* Data shown:
◇ ◇ ◇ ◇ ◇ ◇ ◇

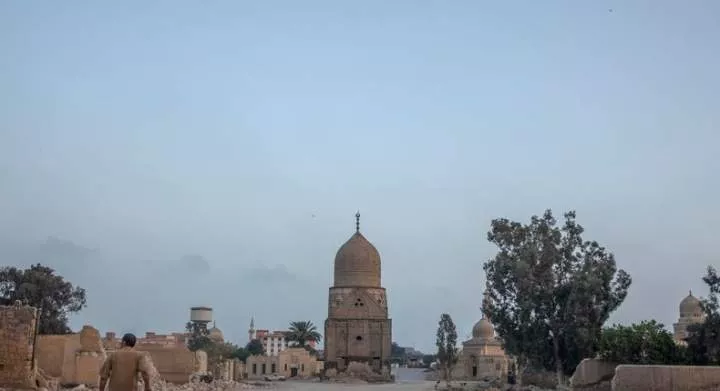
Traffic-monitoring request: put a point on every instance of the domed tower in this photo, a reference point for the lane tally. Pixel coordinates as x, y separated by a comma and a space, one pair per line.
482, 355
357, 327
691, 312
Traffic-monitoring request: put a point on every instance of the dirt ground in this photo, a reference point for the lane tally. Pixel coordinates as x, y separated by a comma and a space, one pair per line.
399, 386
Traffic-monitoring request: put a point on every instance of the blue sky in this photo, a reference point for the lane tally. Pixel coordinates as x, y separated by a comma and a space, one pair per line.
153, 131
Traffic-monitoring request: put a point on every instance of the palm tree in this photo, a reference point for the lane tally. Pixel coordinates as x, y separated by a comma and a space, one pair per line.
302, 332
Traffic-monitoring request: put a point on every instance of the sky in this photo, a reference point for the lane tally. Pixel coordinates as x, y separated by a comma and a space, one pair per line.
170, 154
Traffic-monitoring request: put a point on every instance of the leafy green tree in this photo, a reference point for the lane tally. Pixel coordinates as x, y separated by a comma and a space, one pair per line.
549, 292
446, 342
199, 338
40, 287
255, 347
703, 341
302, 332
646, 343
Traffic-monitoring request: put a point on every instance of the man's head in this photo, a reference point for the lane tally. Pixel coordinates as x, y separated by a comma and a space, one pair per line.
129, 340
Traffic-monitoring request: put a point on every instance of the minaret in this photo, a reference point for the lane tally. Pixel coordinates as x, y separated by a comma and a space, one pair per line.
251, 331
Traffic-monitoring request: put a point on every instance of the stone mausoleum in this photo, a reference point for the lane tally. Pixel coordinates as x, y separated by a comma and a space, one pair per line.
357, 328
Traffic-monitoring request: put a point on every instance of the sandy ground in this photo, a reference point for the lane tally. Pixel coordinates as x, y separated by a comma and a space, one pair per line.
407, 379
399, 386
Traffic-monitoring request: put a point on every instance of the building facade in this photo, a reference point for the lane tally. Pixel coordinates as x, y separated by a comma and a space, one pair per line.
291, 363
358, 328
273, 342
691, 312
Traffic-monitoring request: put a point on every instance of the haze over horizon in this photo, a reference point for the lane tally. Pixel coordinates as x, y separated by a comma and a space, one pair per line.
179, 154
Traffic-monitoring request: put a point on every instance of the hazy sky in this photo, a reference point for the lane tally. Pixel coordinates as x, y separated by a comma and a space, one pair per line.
186, 153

◇ ◇ ◇ ◇ ◇ ◇ ◇

* Stated problem: Please rescale the listing from the line holding "of the stone" through the end of the listing, inclusive, and write out only those lines, requests included. Multiply every point coordinate in the answers by 2.25 and round each result to a whole number, rounding halves up.

* Solution:
Traffic-monitoring request: put a point on every instance of the stone mausoleum in this photo, a reference point for the lane tally. Pixel coordinates as x, y separated by a comma and a space, one pair per line.
803, 738
Traffic-monitoring request: put a point on every instance of the sandy ground in this photo, a reference point for the lane tally. Pixel coordinates as x, y separated by a comma and a space, one pair per line.
916, 853
898, 869
Traffic-monitoring request: put a point on every instance of the building facade in this photo, a reference point for the lane tally. Pixel coordinates as x, y separated by a comma and a space, one pair per line.
655, 817
806, 738
614, 770
1555, 702
Traffic-monitoring request: put a point on every instance of the haze over horizon in this photo, a reference point for the lane tally. Pixel coordinates as x, y separated by a comma and a space, one pair per line.
403, 347
Traffic-monitoring request: put a point on every instance of the hazy sky in this photo, a reference point for the lane tally. Pixel coordinates as x, y separated by a comma and a space, one pair per line.
419, 344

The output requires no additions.